#### DATA EXTRACT

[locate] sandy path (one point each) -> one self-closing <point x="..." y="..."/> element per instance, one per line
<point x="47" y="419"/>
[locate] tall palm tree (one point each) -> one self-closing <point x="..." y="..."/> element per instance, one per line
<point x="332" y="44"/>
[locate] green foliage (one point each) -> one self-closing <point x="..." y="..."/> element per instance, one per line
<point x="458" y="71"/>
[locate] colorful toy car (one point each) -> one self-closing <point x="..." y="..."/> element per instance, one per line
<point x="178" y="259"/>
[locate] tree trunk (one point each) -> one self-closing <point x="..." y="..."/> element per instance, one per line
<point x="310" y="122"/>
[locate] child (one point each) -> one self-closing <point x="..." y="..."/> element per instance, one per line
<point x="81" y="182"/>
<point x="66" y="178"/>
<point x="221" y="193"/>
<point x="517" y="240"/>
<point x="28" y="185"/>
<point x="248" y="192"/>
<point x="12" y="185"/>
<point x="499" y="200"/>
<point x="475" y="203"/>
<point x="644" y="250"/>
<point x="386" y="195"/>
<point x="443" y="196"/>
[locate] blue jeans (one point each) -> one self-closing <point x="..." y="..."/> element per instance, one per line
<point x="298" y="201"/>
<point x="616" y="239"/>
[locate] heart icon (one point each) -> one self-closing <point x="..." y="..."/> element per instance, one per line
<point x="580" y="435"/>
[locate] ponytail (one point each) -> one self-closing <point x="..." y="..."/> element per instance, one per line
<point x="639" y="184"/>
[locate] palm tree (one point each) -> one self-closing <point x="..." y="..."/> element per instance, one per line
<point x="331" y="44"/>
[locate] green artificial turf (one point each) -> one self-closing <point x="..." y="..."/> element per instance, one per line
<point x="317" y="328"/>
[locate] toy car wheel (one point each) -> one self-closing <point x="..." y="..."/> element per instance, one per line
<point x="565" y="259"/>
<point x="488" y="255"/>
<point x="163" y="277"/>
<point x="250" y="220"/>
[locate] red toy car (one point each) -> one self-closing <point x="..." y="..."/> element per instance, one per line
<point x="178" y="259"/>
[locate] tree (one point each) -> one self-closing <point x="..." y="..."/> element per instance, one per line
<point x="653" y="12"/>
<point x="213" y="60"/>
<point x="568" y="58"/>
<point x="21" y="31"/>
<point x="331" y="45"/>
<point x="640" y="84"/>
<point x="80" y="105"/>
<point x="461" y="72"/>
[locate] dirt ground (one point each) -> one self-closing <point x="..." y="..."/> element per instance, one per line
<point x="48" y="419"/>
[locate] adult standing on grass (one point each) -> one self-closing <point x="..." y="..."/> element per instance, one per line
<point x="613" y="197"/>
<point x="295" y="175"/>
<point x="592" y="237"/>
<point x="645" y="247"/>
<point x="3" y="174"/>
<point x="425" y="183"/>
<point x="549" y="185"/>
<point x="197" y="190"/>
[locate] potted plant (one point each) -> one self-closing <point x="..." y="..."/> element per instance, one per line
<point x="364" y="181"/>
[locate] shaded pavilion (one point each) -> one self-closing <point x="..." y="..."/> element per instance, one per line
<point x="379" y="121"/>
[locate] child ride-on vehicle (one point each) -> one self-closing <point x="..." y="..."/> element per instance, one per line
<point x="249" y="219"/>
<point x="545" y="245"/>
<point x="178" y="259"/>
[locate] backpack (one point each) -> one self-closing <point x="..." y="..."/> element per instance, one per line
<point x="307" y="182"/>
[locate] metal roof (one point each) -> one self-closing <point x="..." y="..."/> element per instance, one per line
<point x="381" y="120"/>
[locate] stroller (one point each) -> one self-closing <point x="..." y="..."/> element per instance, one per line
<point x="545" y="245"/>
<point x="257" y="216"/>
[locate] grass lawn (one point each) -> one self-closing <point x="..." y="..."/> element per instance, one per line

########

### GOAL OF THE EXERCISE
Write the lines out exactly, from the one with "[locate] child ride-on" down to the last line of the listing, and leave out all others.

### REPLY TO THE EXERCISE
[locate] child ride-on vehicle (one point each) -> one self-closing <point x="..." y="..."/> element per instance, one per line
<point x="249" y="219"/>
<point x="545" y="245"/>
<point x="178" y="259"/>
[locate] backpack (one point each) -> one self-closing <point x="..." y="..."/> element per instance, one per line
<point x="307" y="182"/>
[locate] metal roof (one point each) -> one self-closing <point x="..." y="..."/> element per instance, one per line
<point x="381" y="120"/>
[locate] stroller (one point each) -> one self-closing <point x="..." y="..."/> element per instance, one per line
<point x="545" y="245"/>
<point x="257" y="216"/>
[locate] grass lawn (one point each) -> one self-closing <point x="..." y="..."/> element per instance, one per line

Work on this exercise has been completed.